薬剤師コラム Vol.6
amazonの調剤分野へ日本進出をどのように考えるか

 最近、薬局業界でアマゾンの調剤分野への進出が話題となっています。まだ正式な発表もありませんが、様々な憶測を呼び、業界紙を賑わせています。私も薬局経営に携わっていたものとして、決して他人事とは考えてはおりません。正直な感想ですが、少し騒ぎすぎているようにも思えます。様々な方法があるとは思いますが、日本人は「安心」「安全」を何よりも優先に考えます。特に調剤された薬剤には「顔が見えること」「高品質」を求めます。つまり患者さんの立場になって考えれば、重要なことは質の良い医療の提供を受けられることです。

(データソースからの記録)
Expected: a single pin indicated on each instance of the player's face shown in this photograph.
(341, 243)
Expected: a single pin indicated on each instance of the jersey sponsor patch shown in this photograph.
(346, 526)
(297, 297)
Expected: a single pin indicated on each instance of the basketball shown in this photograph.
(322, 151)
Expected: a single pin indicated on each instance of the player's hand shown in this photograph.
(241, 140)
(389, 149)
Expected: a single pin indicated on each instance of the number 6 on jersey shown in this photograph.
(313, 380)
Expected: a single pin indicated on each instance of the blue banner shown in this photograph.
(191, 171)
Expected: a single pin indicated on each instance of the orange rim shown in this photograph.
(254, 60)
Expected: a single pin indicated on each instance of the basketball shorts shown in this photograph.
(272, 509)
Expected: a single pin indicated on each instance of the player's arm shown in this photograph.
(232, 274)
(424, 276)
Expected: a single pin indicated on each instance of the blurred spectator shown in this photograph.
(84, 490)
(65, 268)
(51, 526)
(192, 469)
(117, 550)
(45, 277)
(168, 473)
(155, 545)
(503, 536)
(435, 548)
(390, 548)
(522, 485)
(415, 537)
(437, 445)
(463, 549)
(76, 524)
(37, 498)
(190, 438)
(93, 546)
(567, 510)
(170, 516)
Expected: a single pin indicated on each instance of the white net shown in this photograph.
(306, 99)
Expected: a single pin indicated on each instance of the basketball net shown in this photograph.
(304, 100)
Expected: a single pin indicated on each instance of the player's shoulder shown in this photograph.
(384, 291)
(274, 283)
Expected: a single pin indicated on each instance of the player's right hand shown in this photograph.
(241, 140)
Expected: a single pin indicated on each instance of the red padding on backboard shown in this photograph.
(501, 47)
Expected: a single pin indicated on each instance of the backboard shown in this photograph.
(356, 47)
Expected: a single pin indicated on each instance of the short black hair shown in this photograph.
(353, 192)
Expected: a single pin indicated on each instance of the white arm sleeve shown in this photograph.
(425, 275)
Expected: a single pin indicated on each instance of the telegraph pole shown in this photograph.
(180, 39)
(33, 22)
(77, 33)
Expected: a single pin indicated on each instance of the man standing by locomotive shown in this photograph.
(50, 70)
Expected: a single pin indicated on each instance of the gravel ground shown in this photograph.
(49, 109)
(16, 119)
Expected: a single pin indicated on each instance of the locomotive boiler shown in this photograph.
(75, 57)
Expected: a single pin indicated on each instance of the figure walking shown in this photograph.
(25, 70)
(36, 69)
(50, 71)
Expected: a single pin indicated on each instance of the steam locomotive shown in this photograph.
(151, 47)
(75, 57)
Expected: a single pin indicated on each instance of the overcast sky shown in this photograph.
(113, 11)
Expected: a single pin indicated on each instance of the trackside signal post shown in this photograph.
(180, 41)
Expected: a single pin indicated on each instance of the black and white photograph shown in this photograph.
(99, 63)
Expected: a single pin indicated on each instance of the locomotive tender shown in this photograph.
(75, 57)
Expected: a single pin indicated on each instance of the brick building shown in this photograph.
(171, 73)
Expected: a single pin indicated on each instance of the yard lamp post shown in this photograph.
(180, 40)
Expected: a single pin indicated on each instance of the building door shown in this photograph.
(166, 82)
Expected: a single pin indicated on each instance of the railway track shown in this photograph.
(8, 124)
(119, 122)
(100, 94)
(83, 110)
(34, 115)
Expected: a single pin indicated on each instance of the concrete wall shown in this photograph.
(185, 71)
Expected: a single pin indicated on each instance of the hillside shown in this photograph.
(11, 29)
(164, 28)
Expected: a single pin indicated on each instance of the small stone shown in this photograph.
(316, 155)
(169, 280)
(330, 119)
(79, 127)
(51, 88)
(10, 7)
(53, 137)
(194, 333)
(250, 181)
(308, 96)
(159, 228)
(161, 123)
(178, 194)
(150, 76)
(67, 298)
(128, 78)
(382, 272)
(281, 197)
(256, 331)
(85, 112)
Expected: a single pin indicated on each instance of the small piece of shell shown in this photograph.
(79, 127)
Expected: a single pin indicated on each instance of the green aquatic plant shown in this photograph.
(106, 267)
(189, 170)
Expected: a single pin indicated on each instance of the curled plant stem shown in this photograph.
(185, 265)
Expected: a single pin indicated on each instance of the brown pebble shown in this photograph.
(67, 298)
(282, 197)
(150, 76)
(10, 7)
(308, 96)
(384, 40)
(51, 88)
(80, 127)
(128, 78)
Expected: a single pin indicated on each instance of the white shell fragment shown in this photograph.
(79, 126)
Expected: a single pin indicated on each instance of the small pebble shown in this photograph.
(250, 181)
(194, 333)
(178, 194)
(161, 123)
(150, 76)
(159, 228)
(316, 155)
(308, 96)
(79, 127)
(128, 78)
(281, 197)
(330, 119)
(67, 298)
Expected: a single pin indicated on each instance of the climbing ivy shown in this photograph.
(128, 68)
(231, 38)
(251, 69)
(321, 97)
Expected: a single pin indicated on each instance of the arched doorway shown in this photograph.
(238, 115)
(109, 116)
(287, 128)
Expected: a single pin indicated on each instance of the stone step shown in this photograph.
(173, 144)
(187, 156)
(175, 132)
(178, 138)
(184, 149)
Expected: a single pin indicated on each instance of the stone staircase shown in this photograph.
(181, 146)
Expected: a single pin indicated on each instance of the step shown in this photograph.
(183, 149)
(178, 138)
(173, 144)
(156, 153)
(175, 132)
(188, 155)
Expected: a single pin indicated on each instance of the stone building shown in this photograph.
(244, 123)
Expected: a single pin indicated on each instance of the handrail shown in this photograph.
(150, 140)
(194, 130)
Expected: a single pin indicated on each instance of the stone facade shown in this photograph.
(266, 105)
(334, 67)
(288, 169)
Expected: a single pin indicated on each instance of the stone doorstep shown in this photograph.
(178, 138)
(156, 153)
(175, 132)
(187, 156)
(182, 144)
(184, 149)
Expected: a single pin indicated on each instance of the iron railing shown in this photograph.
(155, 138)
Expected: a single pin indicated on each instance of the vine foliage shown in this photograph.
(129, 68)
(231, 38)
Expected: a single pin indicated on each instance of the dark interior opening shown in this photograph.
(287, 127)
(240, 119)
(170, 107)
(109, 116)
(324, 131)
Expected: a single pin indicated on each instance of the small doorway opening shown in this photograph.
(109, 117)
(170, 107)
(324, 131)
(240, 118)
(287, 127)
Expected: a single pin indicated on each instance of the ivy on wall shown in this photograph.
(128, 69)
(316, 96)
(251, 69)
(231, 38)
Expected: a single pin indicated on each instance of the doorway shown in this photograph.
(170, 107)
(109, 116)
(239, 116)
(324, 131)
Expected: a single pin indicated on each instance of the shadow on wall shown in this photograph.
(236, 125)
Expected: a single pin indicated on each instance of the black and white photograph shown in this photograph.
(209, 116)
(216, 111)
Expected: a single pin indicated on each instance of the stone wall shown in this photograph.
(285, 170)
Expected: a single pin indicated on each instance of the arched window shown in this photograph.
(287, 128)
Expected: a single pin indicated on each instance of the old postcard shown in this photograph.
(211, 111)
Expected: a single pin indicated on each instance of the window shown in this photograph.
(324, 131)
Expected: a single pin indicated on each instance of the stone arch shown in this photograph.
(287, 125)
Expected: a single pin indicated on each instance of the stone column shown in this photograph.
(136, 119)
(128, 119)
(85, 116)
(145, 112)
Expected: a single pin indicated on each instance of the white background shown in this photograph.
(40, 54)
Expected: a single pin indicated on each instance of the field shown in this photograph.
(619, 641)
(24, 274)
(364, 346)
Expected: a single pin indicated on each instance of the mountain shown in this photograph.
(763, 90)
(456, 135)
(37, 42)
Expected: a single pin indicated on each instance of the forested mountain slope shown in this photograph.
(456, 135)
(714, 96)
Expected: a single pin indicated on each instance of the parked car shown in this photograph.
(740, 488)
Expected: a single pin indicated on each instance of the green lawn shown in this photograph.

→ 課題: 抜粋文の「最近、薬局業界でアマゾンの調」から「の提供を受けられることです。」までを、「アマゾン」を「Amazon」に置き換えて書き直せ。 ここではデータを使わない。

→ 完成した解答:
最近、薬局業界でAmazonの調剤分野への進出が話題となっています。まだ正式な発表もありませんが、様々な憶測を呼び、業界紙を賑わせています。私も薬局経営に携わっていたものとして、決して他人事とは考えてはおりません。正直な感想ですが、少し騒ぎすぎているようにも思えます。様々な方法があるとは思いますが、日本人は「安心」「安全」を何よりも優先に考えます。特に調剤された薬剤には「顔が見えること」「高品質」を求めます。つまり患者さんの立場になって考えれば、重要なことは質の良い医療の提供を受けられることです。